Text shown START

This last point warrants a little more discussion.  Gaetano allows allegations that the defendant “should have amended the label post-approval,” id. at *10, escape preemption by invoking “Third Circuit precedent” that plaintiffs don’t have to plead around the “affirmative defense” of preemption.  Id. at *11.  Specifically, Gaetano held, “Affirmative defenses generally depend on extrinsic facts.”  Id.

Facts.

In so doing Gaetano ignores that, at least as to preemption, that Third Circuit precedent fell by the wayside in Albrecht.  That’s exactly what the Third Circuit held in In re Fosamax (Alendronate Sodium) Products Liability Litigation, 852 F.3d 268, 295 (3d Cir. 2017) (‘[i]mpossibility preemption is an affirmative defense”), vacated and remanded sub nom. Merck Sharp & Dohme Corp. v. Albrecht, 139 S. Ct. 1668, 203 L. Ed. 2d 822 (2019).

Albrecht specifically held, however, that preemption is not like other affirmative defenses:

We turn now to what is the determinative question before us:  Is the question of agency disapproval primarily one of fact, normally for juries to decide, or is it a question of law, normally for a judge to decide without a jury?  The complexity of the preceding discussion of the law helps to illustrate why we answer this question by concluding that the question is a legal one for the judge, not a jury.

139 S. Ct. at 1679.

Facts.  Preemption-related facts are not for a jury to decide.  No longer can a court kick the preemption can down the road (and greatly increase the nuisance value of a case) procedurally.  After Albrecht, defendants (indeed, all parties) are entitled to rulings as a matter of law whether the pleaded facts support preemption, and those “facts” include the existence, or not, of newly acquired information.  E.g., Knight v. Boehringer Ingelheim Pharmaceuticals, Inc., 984 F.3d 329, 339-40 (4th Cir. 2021).   Of course, Gaetano would probably just ignore the Knight decision, too.

Text shown END

Things to do >>
1. Rewrite the paragraph of the preemption text that begins "This last point warrants a little more discussion" as a short bulleted list that keeps its main facts.
2. According to the preemption text, how did Albrecht answer whether agency disapproval is a question for a judge or a jury?

Provided data START

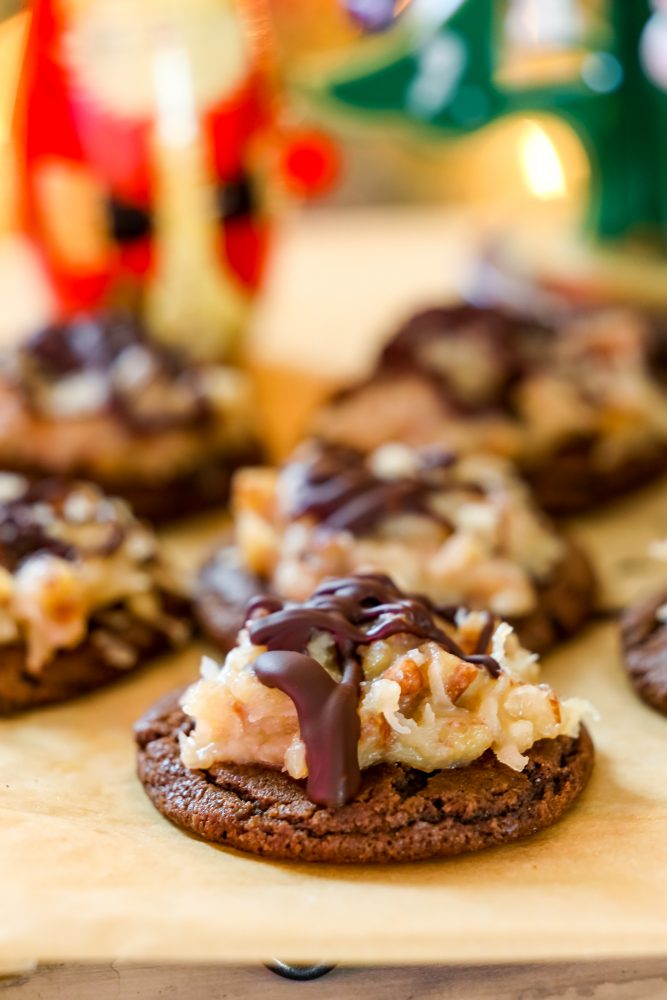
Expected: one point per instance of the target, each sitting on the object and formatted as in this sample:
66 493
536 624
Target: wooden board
90 872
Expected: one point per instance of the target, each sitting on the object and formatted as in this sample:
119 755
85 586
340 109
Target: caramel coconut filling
98 396
462 531
425 702
480 380
65 554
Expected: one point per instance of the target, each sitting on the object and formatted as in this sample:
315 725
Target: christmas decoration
442 65
155 143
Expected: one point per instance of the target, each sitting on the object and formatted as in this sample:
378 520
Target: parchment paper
90 871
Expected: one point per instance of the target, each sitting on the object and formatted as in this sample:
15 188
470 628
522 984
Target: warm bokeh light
541 165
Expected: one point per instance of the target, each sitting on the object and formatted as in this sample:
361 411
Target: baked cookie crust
400 814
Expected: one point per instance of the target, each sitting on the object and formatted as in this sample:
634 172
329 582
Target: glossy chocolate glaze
338 488
497 329
353 611
94 345
30 524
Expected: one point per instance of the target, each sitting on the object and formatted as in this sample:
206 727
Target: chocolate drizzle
353 611
37 521
147 385
507 335
337 487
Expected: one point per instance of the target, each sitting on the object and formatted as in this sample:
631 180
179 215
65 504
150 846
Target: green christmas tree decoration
445 76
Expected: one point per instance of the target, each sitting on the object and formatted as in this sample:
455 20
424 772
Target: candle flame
540 163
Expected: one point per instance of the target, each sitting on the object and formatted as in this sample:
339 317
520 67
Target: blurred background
130 129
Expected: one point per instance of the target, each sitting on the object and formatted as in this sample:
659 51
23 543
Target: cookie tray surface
89 871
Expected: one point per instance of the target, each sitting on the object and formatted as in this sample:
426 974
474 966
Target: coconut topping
362 674
84 397
460 530
508 383
70 559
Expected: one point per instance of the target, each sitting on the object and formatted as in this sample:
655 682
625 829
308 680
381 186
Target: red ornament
311 163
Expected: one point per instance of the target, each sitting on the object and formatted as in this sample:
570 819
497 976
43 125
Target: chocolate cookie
552 393
399 813
644 646
90 665
462 531
84 595
182 495
97 398
566 601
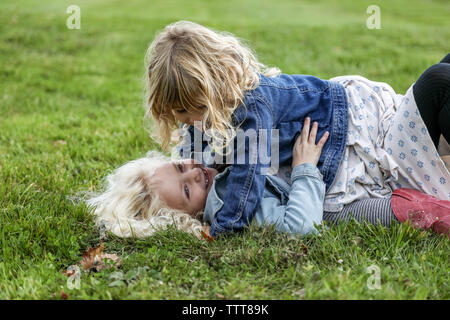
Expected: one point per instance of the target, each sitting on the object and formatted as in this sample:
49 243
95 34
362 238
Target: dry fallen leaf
64 295
59 143
207 236
95 259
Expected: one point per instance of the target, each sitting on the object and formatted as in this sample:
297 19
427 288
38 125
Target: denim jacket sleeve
304 207
192 137
245 183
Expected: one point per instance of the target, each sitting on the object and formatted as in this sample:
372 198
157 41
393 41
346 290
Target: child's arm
245 182
304 208
305 204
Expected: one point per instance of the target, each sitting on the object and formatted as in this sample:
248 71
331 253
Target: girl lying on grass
379 141
148 194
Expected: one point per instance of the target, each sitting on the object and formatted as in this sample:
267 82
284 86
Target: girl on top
378 140
147 194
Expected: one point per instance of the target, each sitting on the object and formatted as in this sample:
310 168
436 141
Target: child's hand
206 235
305 148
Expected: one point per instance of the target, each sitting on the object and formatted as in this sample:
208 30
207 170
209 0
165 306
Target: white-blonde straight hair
193 68
128 207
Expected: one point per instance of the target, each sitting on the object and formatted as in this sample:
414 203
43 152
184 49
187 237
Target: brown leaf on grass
68 272
64 295
94 258
207 236
89 256
59 143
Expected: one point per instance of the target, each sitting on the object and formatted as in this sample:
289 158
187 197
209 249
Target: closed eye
186 189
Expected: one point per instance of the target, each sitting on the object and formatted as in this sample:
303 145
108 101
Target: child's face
184 185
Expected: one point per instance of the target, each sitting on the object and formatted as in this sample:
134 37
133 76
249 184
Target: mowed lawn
71 110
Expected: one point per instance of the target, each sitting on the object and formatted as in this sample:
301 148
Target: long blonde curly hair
194 68
130 207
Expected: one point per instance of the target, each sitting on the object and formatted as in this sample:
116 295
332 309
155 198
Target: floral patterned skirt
388 147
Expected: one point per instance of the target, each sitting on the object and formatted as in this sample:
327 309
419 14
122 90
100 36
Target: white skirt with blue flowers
388 147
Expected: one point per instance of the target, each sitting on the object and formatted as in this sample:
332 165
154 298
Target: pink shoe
422 210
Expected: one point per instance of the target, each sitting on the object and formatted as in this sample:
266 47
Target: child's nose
194 174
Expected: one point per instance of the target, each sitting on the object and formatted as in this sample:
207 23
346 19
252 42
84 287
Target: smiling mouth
207 177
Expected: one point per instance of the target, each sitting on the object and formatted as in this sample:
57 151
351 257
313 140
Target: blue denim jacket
292 208
280 103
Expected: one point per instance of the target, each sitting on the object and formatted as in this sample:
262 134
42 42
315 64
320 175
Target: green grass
85 87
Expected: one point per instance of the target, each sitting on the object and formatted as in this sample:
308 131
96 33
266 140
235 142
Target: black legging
432 95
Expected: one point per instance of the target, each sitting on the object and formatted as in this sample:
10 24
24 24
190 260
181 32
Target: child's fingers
313 133
305 130
324 139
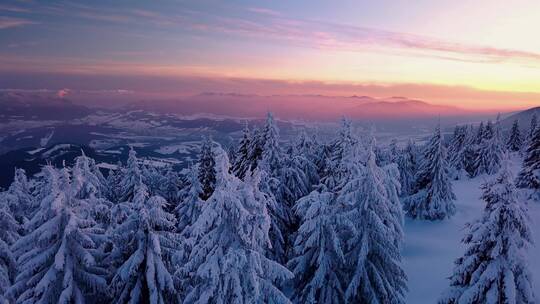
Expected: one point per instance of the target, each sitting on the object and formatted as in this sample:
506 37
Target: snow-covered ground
431 247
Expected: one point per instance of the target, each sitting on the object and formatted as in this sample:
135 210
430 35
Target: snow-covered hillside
432 247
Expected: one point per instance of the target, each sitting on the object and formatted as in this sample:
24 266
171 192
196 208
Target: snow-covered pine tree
18 198
131 178
490 151
433 197
480 133
340 150
87 180
114 177
170 188
145 245
153 178
393 151
271 153
318 262
242 162
470 153
305 146
293 184
207 170
89 184
515 142
533 125
8 235
188 210
529 176
488 130
456 151
228 262
374 253
530 133
256 145
407 163
494 267
56 258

Provided data END

Your responses >>
1.
- Gaetano lets allegations that the defendant "should have amended the label post-approval" escape preemption.
- To do so, it relies on Third Circuit precedent that plaintiffs do not have to plead around the "affirmative defense" of preemption.
- It holds that affirmative defenses generally depend on extrinsic facts.

2. It is a legal question for the judge, not a jury.